◆ **Records to process**:
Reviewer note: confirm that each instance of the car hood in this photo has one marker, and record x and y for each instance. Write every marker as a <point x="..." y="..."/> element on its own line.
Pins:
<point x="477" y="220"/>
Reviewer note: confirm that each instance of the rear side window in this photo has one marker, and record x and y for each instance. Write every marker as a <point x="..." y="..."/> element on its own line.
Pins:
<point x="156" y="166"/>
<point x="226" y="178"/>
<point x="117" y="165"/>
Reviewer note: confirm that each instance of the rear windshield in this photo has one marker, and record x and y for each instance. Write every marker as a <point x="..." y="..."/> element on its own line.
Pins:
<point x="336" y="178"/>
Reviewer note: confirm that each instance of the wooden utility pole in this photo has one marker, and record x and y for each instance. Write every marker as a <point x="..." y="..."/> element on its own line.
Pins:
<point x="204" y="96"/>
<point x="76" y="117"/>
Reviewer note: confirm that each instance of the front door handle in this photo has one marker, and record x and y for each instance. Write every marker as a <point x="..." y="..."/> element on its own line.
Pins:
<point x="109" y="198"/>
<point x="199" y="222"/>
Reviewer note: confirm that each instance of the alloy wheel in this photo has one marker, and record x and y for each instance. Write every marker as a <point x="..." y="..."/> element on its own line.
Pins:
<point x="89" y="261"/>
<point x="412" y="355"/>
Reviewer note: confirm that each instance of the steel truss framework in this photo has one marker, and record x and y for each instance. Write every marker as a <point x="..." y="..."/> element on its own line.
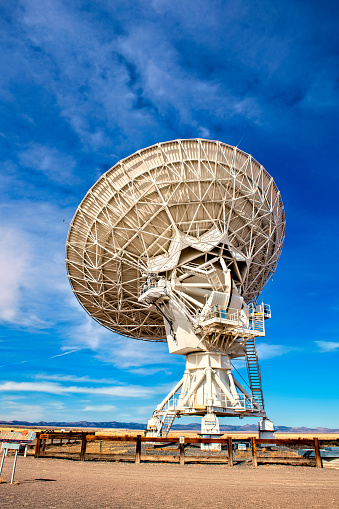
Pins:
<point x="177" y="241"/>
<point x="143" y="211"/>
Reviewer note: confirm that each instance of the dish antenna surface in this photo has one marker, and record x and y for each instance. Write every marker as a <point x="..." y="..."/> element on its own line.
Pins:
<point x="175" y="243"/>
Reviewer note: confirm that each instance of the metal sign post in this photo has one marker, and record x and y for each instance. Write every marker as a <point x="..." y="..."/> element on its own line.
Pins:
<point x="5" y="447"/>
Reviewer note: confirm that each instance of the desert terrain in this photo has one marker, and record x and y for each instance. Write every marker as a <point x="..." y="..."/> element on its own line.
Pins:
<point x="47" y="483"/>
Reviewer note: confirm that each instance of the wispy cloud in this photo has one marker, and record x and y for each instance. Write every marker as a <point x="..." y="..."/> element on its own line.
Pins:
<point x="99" y="408"/>
<point x="15" y="260"/>
<point x="123" y="391"/>
<point x="73" y="378"/>
<point x="54" y="164"/>
<point x="327" y="346"/>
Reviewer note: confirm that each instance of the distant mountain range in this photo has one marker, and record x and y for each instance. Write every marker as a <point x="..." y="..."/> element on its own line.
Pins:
<point x="194" y="426"/>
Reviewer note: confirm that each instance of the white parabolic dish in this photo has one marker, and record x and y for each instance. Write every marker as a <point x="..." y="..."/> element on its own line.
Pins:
<point x="161" y="208"/>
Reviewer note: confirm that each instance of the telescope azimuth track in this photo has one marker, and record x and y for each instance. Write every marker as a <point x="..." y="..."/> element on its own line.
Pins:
<point x="175" y="243"/>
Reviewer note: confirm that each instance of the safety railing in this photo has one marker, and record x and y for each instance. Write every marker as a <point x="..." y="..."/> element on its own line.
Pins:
<point x="135" y="453"/>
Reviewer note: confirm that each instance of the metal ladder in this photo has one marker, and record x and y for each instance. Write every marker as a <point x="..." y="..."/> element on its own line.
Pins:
<point x="166" y="423"/>
<point x="253" y="369"/>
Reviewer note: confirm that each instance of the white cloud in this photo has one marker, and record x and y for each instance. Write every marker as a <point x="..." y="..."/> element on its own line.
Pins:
<point x="99" y="408"/>
<point x="54" y="164"/>
<point x="72" y="378"/>
<point x="124" y="391"/>
<point x="327" y="346"/>
<point x="14" y="264"/>
<point x="22" y="412"/>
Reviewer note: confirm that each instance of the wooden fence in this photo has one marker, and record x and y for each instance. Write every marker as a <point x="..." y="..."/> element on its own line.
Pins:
<point x="182" y="442"/>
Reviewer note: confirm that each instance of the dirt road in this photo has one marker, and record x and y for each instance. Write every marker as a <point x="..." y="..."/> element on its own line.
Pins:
<point x="53" y="484"/>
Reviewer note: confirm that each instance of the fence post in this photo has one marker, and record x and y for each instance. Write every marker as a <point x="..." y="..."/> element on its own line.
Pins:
<point x="138" y="450"/>
<point x="37" y="447"/>
<point x="318" y="460"/>
<point x="230" y="451"/>
<point x="83" y="446"/>
<point x="254" y="452"/>
<point x="182" y="454"/>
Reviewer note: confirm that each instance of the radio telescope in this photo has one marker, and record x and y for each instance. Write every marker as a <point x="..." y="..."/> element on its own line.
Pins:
<point x="175" y="243"/>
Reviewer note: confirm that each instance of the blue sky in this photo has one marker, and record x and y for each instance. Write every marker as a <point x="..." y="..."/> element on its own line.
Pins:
<point x="84" y="84"/>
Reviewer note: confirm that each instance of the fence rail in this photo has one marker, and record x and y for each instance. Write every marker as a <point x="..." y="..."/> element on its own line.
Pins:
<point x="181" y="442"/>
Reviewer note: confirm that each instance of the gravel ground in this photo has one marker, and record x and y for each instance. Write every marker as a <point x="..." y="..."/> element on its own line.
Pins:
<point x="47" y="483"/>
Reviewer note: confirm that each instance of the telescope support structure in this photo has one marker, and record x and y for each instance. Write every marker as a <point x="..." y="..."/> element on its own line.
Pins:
<point x="208" y="387"/>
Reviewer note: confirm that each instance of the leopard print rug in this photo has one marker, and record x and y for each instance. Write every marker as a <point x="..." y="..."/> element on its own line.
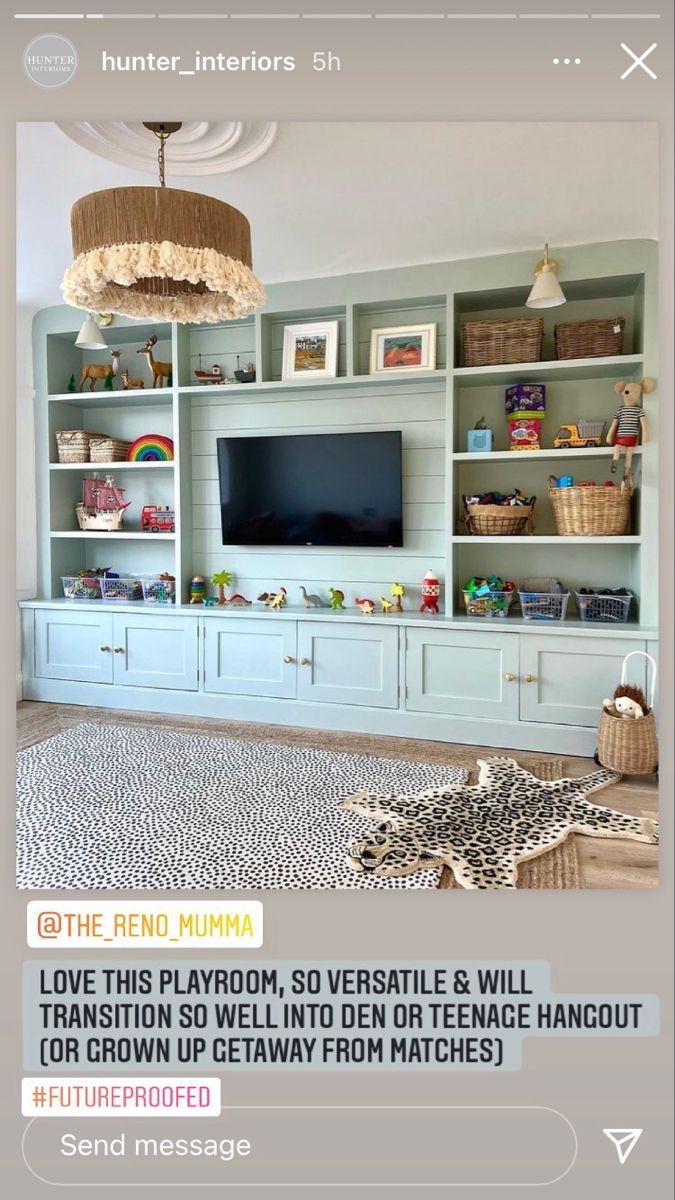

◆ **Do this**: Can you output all of the data above as a JSON list of strings, with one string per line and blank lines skipped? Leave the pictures out.

◆ **Answer for this exercise**:
[
  "Reviewer note: confirm that each instance of the car hood in this photo has one marker, and record x and y for each instance. Write every marker as a <point x=\"...\" y=\"...\"/> element on its own line.",
  "Pins:",
  "<point x=\"477\" y=\"220\"/>",
  "Reviewer note: confirm that each instance of the rear side window in this photo has one marker, and record x and y for each instance. Write every marker as a <point x=\"...\" y=\"...\"/> element on its own line.",
  "Pins:",
  "<point x=\"156\" y=\"166\"/>",
  "<point x=\"226\" y=\"178\"/>",
  "<point x=\"117\" y=\"165\"/>",
  "Reviewer note: confirm that each instance of the rear windshield in this photo has one marker, and record x and y for each instance. Write every marker as a <point x=\"...\" y=\"...\"/> element on its own line.",
  "Pins:",
  "<point x=\"336\" y=\"178\"/>",
  "Reviewer note: confirm that each instance of the wooden utility pole in this photo has one marker, and record x and y for each instance. Write every marker as a <point x=\"...\" y=\"...\"/> element on its own line.",
  "Pins:",
  "<point x=\"204\" y=\"96\"/>",
  "<point x=\"76\" y=\"117\"/>",
  "Reviewer note: confirm that each instance of the front door handle in this photo has one marker, and record x and y for each instance. Write every marker as a <point x=\"...\" y=\"...\"/> element on its own line.",
  "Pins:",
  "<point x=\"109\" y=\"198\"/>",
  "<point x=\"199\" y=\"222\"/>",
  "Reviewer note: confirm that each instance of the alloy wheel in this photo has one marker, and record x and y for each instance. Write every marker as a <point x=\"...\" y=\"...\"/> element on its own line.",
  "Pins:",
  "<point x=\"89\" y=\"261\"/>",
  "<point x=\"412\" y=\"355\"/>",
  "Reviewer note: confirm that each instance of the steel truss framework in this photo has one marker, and record x and y for each instance. Write every marker as a <point x=\"...\" y=\"...\"/> element on its own line.",
  "Pins:",
  "<point x=\"177\" y=\"241\"/>",
  "<point x=\"143\" y=\"211\"/>",
  "Reviewer note: confirm that each instance of the dish antenna surface in this photo has one marker, and record x and y for each instance. Write every marker as a <point x=\"...\" y=\"...\"/> element on its own line.",
  "Pins:",
  "<point x=\"175\" y=\"243\"/>",
  "Reviewer note: confirm that each instance of the metal sign post in this photo has one marker, and record x and y for each instance. Write every marker as a <point x=\"...\" y=\"...\"/> element on its own line.",
  "Pins:",
  "<point x=\"5\" y=\"447\"/>",
  "Reviewer note: confirm that each instance of the desert terrain in this photo has one marker, and record x and y for each instance. Write every marker as a <point x=\"...\" y=\"...\"/> element on its own line.",
  "Pins:",
  "<point x=\"47\" y=\"483\"/>",
  "Reviewer note: confirm that each instance of the wispy cloud in this photo has one marker, and record x and y for each instance. Write every marker as a <point x=\"...\" y=\"...\"/> element on its own line.",
  "Pins:",
  "<point x=\"99\" y=\"408\"/>",
  "<point x=\"15\" y=\"260\"/>",
  "<point x=\"123\" y=\"391\"/>",
  "<point x=\"73\" y=\"378\"/>",
  "<point x=\"54\" y=\"164\"/>",
  "<point x=\"327\" y=\"346\"/>",
  "Reviewer note: confirm that each instance of the distant mountain range in this photo has one marker, and record x and y for each instance. Write every marker as a <point x=\"...\" y=\"...\"/> element on its own line.",
  "Pins:",
  "<point x=\"194\" y=\"426\"/>",
  "Reviewer note: confirm that each instance of the white parabolic dish in this photo has one marker, and record x and y for each instance. Write every marker as a <point x=\"...\" y=\"...\"/> element on its own line.",
  "Pins:",
  "<point x=\"161\" y=\"208\"/>",
  "Reviewer note: confirm that each instance of the telescope azimuth track in this photo has one marker, and record x and y for each instance. Write every marker as a <point x=\"...\" y=\"...\"/> element on its own line.",
  "Pins:",
  "<point x=\"175\" y=\"243\"/>",
  "Reviewer note: confirm that each instance of the safety railing in this photo has one marker, and record x and y for each instance. Write every marker as a <point x=\"...\" y=\"...\"/> element on its own line.",
  "Pins:",
  "<point x=\"135\" y=\"453\"/>",
  "Reviewer note: confirm that each instance of the metal ladder in this photo has one marker, and record x and y for each instance. Write every marker as a <point x=\"...\" y=\"...\"/> element on its own line.",
  "Pins:",
  "<point x=\"166\" y=\"423\"/>",
  "<point x=\"253\" y=\"369\"/>",
  "Reviewer note: confirm that each instance of the white cloud in this photo has one marker, and record x and y for each instance. Write every marker as a <point x=\"...\" y=\"...\"/> element on its own line.",
  "Pins:",
  "<point x=\"99\" y=\"408\"/>",
  "<point x=\"54\" y=\"164\"/>",
  "<point x=\"72\" y=\"378\"/>",
  "<point x=\"124\" y=\"391\"/>",
  "<point x=\"327\" y=\"346\"/>",
  "<point x=\"14\" y=\"264\"/>",
  "<point x=\"22\" y=\"412\"/>",
  "Reviewer note: confirm that each instance of the wooden fence in this photo has one marker, and record x and y for each instance. Write every marker as a <point x=\"...\" y=\"...\"/> element on its own line.",
  "Pins:",
  "<point x=\"182\" y=\"442\"/>",
  "Reviewer note: confirm that each instance of the dirt road in this photo has one marker, and record x and y for each instance. Write every marker as a <point x=\"...\" y=\"...\"/> element on its own line.",
  "Pins:",
  "<point x=\"53\" y=\"484\"/>",
  "Reviewer note: confirm that each instance of the fence post in this photo has one marker, and record x and y for each instance. Write every marker as a <point x=\"...\" y=\"...\"/> element on its own line.",
  "Pins:",
  "<point x=\"138\" y=\"450\"/>",
  "<point x=\"37\" y=\"447\"/>",
  "<point x=\"318\" y=\"460\"/>",
  "<point x=\"230\" y=\"451\"/>",
  "<point x=\"83\" y=\"446\"/>",
  "<point x=\"254\" y=\"452\"/>",
  "<point x=\"182\" y=\"454\"/>",
  "Reviewer note: confirm that each instance of the radio telescope in this photo has one marker, and record x and y for each instance. Write every marker as a <point x=\"...\" y=\"...\"/> element on its own line.",
  "Pins:",
  "<point x=\"175\" y=\"243\"/>",
  "Reviewer note: confirm that each instance of the blue sky in this photo has one marker, and record x and y for each instance. Write every marker as a <point x=\"...\" y=\"...\"/> element on its own line.",
  "Pins:",
  "<point x=\"84\" y=\"84\"/>",
  "Reviewer note: confirm that each instance of the fence rail in this photo has one marker, and record x and y for each instance. Write every marker as a <point x=\"...\" y=\"...\"/> element on its own line.",
  "Pins:",
  "<point x=\"181\" y=\"442\"/>",
  "Reviewer note: confirm that each instance of the gravel ground in this photo has one marker, and record x and y for each instance. Write every marker as a <point x=\"...\" y=\"...\"/> element on its own line.",
  "Pins:",
  "<point x=\"47\" y=\"483\"/>",
  "Reviewer note: confirm that each instance of the telescope support structure in this photo has one marker, and record x and y for each instance. Write every marker as a <point x=\"...\" y=\"...\"/> element on its own line.",
  "Pins:",
  "<point x=\"208\" y=\"387\"/>",
  "Reviewer note: confirm that each instance of the leopard print rug in this photo has one marker, and record x and y for each instance. Write every marker as a <point x=\"...\" y=\"...\"/> element on its own line."
]